#### Selected text

This week it arrived in the form of Terese
Edwards, from the National Council for Single Mothers and their
Children,
who was giving evidence to a Senate inquiry about a government plan
to cut $4.8bn from family payments – which adds up to cuts in
payments to a single parent with two children between 13 and 18 of
about $3,000 a year, including axing a twice-a-year top-up payment.
The treasurer, Scott
Morrison, quite correctly says the top-up payment was introduced
because many families were finding themselves with a liability after
being accidentally overpaid by the government because they had
underestimated what their family earnings would be. Now that
technology has overcome that problem, the “Christmas and July bonus
payments have outlived their purpose”, the treasurer insists. The
government also argues that once children are in their teens mothers
can, and should, go back to work. Which, in an ideal world, is also
true.
But these arguments ignore one big thing. For
mothers who cannot find well-paid work, the current family payments –
even with the bonuses – are barely enough to get by on.
Edwards explained that low-wage jobs and
unemployment benefits left single parents with so little that they
now relied on the “bonuses” for pretty important purposes –
paying for any out-of-the-ordinary costs, such as car registration or
replacing an appliance.
She gave the results of a 2014 survey of single
parents, in which 74% said they had trouble paying utility bills,
almost 14% said utilities had been disconnected, 58% said their
children had given up sport or other activities because they couldn’t
afford the equipment or fees, 62% said they could not afford health
or household insurance and 57% said they struggled to keep their car
on the road.
And she read from stories the single mothers had
sent her to pass on to the inquiry.
“My son never passes on school notes regarding
anything that costs money. I’ve found them ripped up in his school
bag, hidden in this room, etc. I think he has noticed my hands
shaking so many times from monetary stress that he will do anything
to keep things like this from me. He’s 13 and has desperately
wanted to get a job since he was 11. He constantly asks why I hardly
ever eat dinner but, fortunately, he still seems to believe that I
absolutely love toast and two-minute noodles when I do eat.”
Or: “Please, please, please tell them ... all
the pollies … that we will go over the edge if there are any more
cuts. My luxury is our 18-year-old Corolla.”
Or: “Jack is great at sports, he pretended that
he was injured so he would not get picked for the inter-school
competition. It was $35. We just don’t have the spare cash.”
According to the government, the family benefit
cuts – first announced in its disastrous 2014 budget and recently
softened to try to win parliamentary approval – are the only
way it can pay for a plan to spend an extra $3.5bn on childcare.

########
#### Data section

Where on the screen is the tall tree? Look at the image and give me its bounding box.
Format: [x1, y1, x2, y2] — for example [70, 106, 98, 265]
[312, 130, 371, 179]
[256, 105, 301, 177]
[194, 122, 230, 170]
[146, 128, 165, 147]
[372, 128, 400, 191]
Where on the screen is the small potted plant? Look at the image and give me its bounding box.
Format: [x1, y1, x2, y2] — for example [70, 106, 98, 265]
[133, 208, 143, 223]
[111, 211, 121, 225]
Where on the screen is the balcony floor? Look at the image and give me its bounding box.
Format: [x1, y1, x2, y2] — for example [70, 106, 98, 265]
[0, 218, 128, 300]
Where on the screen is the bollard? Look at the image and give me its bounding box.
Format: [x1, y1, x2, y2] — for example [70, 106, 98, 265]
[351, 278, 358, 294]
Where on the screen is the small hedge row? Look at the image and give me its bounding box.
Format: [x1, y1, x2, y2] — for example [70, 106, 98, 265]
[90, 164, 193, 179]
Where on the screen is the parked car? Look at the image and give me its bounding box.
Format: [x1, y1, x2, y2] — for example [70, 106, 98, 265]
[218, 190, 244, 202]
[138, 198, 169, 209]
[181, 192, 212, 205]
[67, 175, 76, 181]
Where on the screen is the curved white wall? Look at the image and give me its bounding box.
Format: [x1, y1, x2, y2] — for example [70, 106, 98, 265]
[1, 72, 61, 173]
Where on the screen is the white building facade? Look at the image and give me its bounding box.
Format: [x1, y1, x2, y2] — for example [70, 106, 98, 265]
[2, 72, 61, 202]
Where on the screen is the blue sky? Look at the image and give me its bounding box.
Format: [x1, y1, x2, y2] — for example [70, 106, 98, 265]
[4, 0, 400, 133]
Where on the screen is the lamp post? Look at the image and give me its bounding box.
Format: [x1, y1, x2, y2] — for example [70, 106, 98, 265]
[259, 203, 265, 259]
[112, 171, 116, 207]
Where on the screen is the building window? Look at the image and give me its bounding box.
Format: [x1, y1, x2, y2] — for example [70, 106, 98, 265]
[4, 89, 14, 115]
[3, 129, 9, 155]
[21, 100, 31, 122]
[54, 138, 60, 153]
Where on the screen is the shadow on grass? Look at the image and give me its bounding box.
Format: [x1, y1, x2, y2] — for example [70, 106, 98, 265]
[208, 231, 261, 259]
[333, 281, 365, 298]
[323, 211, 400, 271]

########
#### Data section

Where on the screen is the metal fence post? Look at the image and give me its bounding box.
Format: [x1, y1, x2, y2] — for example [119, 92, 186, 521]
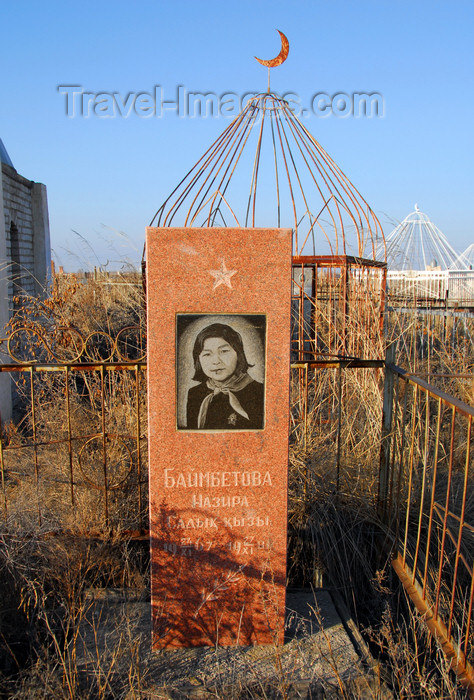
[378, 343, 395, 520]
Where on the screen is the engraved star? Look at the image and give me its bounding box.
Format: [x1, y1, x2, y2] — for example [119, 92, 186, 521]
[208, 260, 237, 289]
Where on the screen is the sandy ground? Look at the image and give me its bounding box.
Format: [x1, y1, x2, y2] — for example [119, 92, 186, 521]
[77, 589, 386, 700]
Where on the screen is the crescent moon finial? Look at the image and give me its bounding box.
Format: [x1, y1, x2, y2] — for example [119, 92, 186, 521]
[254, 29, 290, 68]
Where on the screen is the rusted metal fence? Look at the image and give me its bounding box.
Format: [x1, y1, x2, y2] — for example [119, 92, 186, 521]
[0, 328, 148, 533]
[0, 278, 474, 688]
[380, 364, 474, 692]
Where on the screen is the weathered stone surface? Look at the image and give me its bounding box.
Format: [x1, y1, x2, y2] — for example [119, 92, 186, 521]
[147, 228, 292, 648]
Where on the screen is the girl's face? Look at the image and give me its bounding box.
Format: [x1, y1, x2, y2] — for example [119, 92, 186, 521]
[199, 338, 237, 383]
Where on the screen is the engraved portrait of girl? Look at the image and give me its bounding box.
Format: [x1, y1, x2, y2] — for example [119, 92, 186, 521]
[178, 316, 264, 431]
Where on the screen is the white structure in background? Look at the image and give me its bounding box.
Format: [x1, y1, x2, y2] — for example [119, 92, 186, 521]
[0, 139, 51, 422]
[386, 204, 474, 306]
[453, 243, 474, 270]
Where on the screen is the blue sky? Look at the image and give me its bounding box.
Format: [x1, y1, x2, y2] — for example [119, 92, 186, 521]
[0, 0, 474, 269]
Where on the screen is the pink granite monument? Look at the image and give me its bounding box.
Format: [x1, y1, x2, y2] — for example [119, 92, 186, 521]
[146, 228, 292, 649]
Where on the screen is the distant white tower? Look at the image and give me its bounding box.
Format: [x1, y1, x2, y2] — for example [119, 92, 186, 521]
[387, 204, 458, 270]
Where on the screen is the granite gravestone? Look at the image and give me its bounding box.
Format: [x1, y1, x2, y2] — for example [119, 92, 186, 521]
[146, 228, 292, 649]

########

[What this exercise asks]:
(a) In the article on family payment cuts, what share of single parents in the 2014 survey said they could not afford health or household insurance?
(b) Write the next part of the article on family payment cuts, picking up after its last sentence.

[Answers by item number]:
(a) 62%

(b)
Treasurers have always had a thing for “offsetting
savings” – focusing fellow ministers’ minds by demanding they
look for ways to save as much money as they want to spend.
Historically they have also used so-called “hypothecation” as
cover for tax increases. The Medicare
levy, for example, only pays for some of the costs of Medicare
and is really just a tax increase, as was the 0.5%
increase in the Medicare levy imposed by the Gillard government to
“help” pay for the national disability insurance scheme (NDIS).
But it is more unusual for treasurers to suggest
direct hypothecation of spending cuts – the fiction that the only
possible way to find the money for one important thing is by cutting
other specified type of spending. It’s a “we can only afford to
buy a new car if we stop buying milk” type of logic, but it is
indeed what the Abbott and Turnbull governments have been saying.
They argue that a proposed $3.5bn childcare revamp can only possibly
come from the pockets of the lowest-paid.In fact, Morrison is
suggesting hypothecation might
be used to justify cutting welfare payments even further, because
the social safety net won’t be sustainable once the government has
to pay for the NDIS.
“While the government is fully committed to [the
NDIS], the reality is that from 2019–20, the 0.5% increase in the
Medicare levy will cover less than half of the commonwealth’s
contribution,” he said this week, not mentioning that it was never
designed to cover the full cost of the scheme.
Meanwhile, on a different day in a different
parliamentary inquiry this week a different type of reality was
dawning.
Chevron was explaining that reports
it had paid just $248 in tax on an estimated $1.7bn Australian
profit rerouted through the low-tax US state of Delaware were wrong.
It had, in fact, paid nothing, because no tax was due – thanks to
the company’s advantageously structured international borrowing.
Neither Labor nor Liberal committee members were buying that
explanation. Labor called it a “rort” and the Liberal senator
said it was “immoral”.
BHP Billiton and Rio came under fire in the same
committee for similarly convoluted and tax-minimising “marketing
hubs”, which are under dispute with the tax office.
As former treasurer Wayne Swan said in parliament
recently, the inquiry has “drawn attention to the legally
questionable and ethically bankrupt tax practices of some Australia’s
most senior corporate citizens” and that “tax avoidance on such a
grand scale impoverishes us all” because there is not enough in the
government’s coffers to pay for essential services.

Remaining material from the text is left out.